*Text extract:*
Charlotte Garden is an associate professor at Seattle University School of Law.
This post analyzes Judge Brett Kavanaugh’s most significant work-law opinions. Although several are already receiving attention and analysis – especially his dissent in a case that arose after a killer whale killed a trainer – Kavanaugh has drafted dozens of other opinions in labor and employment-discrimination cases. Overall, these opinions reflect that Kavanaugh tends to interpret narrowly the limits that work law places on employers, resulting in judicial and agency deference to employers’ decisions. For example, Kavanaugh has interpreted statutes or controlling Supreme Court cases in ways that exclude certain workers from coverage or bar certain types of claims. When he writes in cases in which he parts ways with his colleagues, it is often because he has a more employer-friendly view of the law than they do.
“Playing with dangerous animals”

*Objective 1:*
In the post on Judge Kavanaugh's work-law opinions, which of his dissents is singled out as already drawing attention?
*Objective 2:*
Carry on the post about Kavanaugh's work-law opinions from its last line, writing the section under the heading "Playing with dangerous animals".

*Data:*

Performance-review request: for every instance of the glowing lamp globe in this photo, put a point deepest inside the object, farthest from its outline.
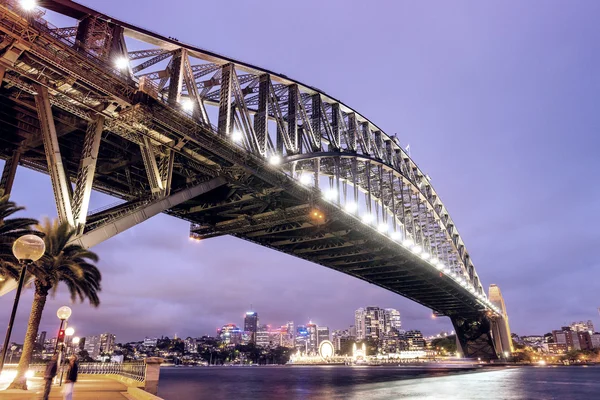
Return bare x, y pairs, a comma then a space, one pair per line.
29, 247
63, 313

*Task output 1:*
His dissent in a case that arose after a killer whale killed a trainer.

*Task output 2:*
SeaWorld of Florida v. Perez is already receiving significant attention. The case involved a penalty imposed on SeaWorld following a tragic incident in which a killer whale named Tilikum “grabbed [a trainer] and pulled her … into the pool, refusing to release her.” The trainer drowned; worse, this was the second time Tilikum had killed a trainer. The Department of Labor found, and the Occupational Safety and Health Review Commission and a panel of the U.S. Court of Appeals for the District of Columbia Circuit affirmed, that SeaWorld had violated OSHA’s general duty-clause. The majority held that the commission was not unreasonable in concluding that SeaWorld was aware of the danger posed by working with killer whales in general, and Tilikum in particular, and the company could have taken safety measures that would have lessened the risk to the trainer – including measures that SeaWorld had already implemented by the time the case reached the court.
Kavanaugh dissented, writing that the Department of Labor could not apply the Occupational Safety and Health Act to killer-whale performances (or sports events or entertainment shows). Kavanaugh’s argument was threefold: first, that the DOL had not previously taken jurisdiction over certain inherently dangerous jobs; second, that DOL “irrationally and arbitrarily distinguishe[d]” SeaWorld’s killer-whale show from the NFL or NASCAR; and third, that Congress did not intend OSHA to reach sports and entertainment.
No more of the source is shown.